====== RECORDS FOR THE TASK
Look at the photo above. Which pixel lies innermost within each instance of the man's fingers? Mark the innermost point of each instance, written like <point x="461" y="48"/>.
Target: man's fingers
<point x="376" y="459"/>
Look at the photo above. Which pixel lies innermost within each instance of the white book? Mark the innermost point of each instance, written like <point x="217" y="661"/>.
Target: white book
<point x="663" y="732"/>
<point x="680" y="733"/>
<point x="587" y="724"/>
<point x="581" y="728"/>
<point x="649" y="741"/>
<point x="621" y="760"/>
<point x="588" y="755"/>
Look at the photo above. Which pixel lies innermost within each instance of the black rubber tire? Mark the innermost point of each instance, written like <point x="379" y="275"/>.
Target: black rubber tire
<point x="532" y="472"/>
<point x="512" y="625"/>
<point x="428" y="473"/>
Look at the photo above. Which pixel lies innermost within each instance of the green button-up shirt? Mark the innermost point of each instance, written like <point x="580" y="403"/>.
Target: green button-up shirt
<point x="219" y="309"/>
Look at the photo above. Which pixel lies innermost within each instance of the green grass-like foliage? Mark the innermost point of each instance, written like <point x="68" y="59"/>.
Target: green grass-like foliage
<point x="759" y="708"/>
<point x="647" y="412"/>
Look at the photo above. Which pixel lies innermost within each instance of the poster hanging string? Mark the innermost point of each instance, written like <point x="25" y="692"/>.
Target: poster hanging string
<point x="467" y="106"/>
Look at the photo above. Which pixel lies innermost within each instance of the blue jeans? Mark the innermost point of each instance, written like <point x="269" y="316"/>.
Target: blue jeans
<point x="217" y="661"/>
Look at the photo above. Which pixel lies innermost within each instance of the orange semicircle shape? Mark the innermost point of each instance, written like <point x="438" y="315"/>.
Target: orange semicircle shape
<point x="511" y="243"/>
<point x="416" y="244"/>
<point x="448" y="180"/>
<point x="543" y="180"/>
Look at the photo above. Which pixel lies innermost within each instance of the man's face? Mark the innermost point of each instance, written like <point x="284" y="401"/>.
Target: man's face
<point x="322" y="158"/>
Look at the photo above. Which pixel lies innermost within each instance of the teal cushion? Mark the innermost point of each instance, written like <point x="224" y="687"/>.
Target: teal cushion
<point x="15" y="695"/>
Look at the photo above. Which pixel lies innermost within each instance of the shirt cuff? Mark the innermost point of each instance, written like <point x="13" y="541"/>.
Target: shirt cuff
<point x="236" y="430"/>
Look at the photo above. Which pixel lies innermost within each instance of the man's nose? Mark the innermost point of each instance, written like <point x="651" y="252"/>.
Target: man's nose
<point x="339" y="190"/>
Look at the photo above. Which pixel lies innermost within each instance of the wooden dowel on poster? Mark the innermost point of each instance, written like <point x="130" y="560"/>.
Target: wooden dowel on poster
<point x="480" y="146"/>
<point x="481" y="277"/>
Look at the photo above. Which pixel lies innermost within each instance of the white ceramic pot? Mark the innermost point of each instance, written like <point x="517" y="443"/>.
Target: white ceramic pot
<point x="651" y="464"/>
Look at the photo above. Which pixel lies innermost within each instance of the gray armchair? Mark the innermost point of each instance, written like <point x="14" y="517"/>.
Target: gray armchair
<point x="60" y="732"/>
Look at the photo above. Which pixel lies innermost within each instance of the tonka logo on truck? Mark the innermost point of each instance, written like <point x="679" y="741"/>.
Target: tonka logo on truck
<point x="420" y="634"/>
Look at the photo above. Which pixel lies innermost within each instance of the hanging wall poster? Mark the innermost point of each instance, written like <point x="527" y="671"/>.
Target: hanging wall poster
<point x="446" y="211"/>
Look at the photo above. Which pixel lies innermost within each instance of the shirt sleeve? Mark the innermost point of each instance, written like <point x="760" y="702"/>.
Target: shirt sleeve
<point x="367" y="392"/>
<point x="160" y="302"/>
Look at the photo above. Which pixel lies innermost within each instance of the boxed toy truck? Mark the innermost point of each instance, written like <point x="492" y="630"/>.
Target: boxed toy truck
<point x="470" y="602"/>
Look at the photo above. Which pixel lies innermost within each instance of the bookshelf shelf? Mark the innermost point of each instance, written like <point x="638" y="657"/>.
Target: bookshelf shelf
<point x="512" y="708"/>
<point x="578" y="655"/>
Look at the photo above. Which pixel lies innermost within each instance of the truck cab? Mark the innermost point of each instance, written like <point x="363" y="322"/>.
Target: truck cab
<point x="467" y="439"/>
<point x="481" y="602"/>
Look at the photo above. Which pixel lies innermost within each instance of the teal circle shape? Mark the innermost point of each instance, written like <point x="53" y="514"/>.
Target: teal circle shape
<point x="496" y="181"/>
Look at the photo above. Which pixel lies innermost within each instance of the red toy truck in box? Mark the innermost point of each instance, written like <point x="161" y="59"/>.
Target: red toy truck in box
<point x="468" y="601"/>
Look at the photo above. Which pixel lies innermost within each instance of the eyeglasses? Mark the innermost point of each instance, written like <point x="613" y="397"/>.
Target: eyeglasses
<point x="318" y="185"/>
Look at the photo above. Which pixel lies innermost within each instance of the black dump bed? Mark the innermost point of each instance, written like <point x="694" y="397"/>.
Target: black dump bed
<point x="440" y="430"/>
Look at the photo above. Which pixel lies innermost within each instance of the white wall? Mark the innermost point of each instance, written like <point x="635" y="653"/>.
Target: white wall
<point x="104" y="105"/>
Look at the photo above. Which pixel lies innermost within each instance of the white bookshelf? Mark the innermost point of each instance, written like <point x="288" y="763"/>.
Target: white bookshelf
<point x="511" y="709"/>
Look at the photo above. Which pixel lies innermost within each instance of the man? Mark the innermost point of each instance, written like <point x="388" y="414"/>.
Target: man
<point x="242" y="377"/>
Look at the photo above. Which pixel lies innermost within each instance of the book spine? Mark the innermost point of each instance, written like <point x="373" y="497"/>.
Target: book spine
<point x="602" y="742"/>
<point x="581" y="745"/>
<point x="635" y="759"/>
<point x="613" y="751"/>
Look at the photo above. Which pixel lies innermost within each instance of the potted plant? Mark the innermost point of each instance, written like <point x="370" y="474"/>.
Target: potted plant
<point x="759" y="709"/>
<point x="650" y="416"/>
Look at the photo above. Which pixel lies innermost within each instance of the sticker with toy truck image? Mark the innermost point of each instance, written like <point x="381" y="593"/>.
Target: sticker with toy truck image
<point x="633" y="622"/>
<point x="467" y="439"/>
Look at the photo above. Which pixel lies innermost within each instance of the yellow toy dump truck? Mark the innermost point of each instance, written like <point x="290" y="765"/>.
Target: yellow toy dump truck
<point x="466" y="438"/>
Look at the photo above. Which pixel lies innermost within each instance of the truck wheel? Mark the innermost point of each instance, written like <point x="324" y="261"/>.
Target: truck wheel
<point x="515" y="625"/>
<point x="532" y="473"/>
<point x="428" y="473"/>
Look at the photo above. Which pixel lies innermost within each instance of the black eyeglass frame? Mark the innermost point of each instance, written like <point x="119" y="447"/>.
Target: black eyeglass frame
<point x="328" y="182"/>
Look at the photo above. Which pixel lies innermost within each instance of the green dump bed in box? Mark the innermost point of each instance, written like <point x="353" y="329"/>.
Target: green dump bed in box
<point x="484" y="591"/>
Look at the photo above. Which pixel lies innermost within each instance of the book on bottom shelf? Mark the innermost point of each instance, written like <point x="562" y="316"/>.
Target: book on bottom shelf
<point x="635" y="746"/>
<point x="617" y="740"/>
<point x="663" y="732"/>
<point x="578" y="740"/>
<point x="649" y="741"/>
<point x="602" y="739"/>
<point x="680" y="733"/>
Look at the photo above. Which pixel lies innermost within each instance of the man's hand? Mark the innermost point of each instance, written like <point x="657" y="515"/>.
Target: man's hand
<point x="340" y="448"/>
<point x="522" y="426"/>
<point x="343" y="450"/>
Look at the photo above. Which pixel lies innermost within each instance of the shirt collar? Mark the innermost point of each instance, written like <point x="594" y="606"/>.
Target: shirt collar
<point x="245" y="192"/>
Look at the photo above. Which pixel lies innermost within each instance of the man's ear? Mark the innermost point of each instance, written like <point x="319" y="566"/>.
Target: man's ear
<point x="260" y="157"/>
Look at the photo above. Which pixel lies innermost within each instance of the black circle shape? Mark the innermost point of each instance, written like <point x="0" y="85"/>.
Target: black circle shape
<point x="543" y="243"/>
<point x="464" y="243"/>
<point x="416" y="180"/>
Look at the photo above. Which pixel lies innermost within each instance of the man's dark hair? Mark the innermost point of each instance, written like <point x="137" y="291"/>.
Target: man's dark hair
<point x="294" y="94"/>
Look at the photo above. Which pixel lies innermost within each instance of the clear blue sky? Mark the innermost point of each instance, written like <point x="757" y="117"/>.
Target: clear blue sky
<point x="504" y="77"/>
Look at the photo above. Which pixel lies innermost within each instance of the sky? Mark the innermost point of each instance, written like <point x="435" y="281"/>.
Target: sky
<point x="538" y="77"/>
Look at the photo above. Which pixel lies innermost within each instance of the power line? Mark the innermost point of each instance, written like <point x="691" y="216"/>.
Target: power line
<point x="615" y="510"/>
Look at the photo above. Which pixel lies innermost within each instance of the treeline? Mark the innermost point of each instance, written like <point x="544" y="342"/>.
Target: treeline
============
GIVEN PROBLEM:
Rewrite the listing from the line with "of the clear" up to and including its last line, keeping the requests. Add 22 to the x and y coordinates of every answer point, and leave the sample points inside the requests unchanged.

ANSWER FOR THE TASK:
Look at the photo above. Which pixel lies innermost within each instance of the clear blue sky? Mark the innermost point of each instance, written like <point x="757" y="117"/>.
Target: clear blue sky
<point x="526" y="99"/>
Look at the photo above. Which pixel lies innermost within each instance of the sky? Mark the innermost point of each instance, written like <point x="435" y="281"/>.
Target: sky
<point x="560" y="99"/>
Look at the photo above. Which pixel lies innermost within each instance of the power line? Mark the innermost point of each instance, written like <point x="691" y="216"/>.
Target: power line
<point x="637" y="532"/>
Look at the photo above. Which pixel lies innermost within each instance of the treeline? Mark the innermost point of each instance, written like <point x="544" y="342"/>.
Target: treeline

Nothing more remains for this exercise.